Quad Algebra and Fractals
I use the expression "quad" as short for any four-dimensional complex number system. The most common 4-D system of this type is quaternion algebra, discovered by Alexander Hamilton in the 1830's. Quaternion algebra has its own rules for addition, subtraction, division and multiplication of variables in four dimensions. Squaring and cubing quaternions is derived from those same rules.
You may have seen quaternion fractals on some websites based on the simplest of quaternion formulas q^2+c. But there are also transcendental and exponential extensions in quaternion algebra that most non-mathematical people have never heard of. Mystic Fractal software features those extensions in many built-in formulas. The parser in programs like QuaSZ and Fractal Zplot also directly supports "quad" variables. Unless you are a whiz at math and can create your own 4-D formulas in Ultra Fractal or Fractint, this is the only software that makes the whole gamut of quaternion algebra accessible to everyone. We also include other quad algebras in our programs, like hypercomplex and cquat algebra (complexified quaternion) and even octonion algebra (8-dimensions!) You won't find that combination of algebras in any other fractal software.

## SHORT PROBLEM A
Using the quad algebra text, explain why someone who is not a math whiz would need this software to use the full range of quaternion algebra.
## SHORT PROBLEM B
According to the quad algebra text, how many dimensions does octonion algebra have?
## SHORT PROBLEM C
Print the part of the quad algebra text that opens with the words containing "Quad Algebra and" and closes with "those same rules.".

## RECORD EXCERPTS
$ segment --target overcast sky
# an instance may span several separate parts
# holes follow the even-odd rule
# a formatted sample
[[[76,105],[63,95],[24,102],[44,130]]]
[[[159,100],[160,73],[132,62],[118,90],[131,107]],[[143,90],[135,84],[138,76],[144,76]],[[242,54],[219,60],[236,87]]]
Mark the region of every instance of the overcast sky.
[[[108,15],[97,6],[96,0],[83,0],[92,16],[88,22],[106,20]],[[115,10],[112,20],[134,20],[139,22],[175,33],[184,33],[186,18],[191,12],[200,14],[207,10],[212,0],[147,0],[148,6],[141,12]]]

## COMPLETE OUTPUT A
Without it, they would have to create their own 4-D formulas in Ultra Fractal or Fractint. Mystic Fractal software includes the transcendental and exponential extensions in many built-in formulas, and the parser in programs like QuaSZ and Fractal Zplot directly supports "quad" variables.

## COMPLETE OUTPUT B
Eight dimensions.

## COMPLETE OUTPUT C
Quad Algebra and Fractals
I use the expression "quad" as short for any four-dimensional complex number system. The most common 4-D system of this type is quaternion algebra, discovered by Alexander Hamilton in the 1830's. Quaternion algebra has its own rules for addition, subtraction, division and multiplication of variables in four dimensions. Squaring and cubing quaternions is derived from those same rules.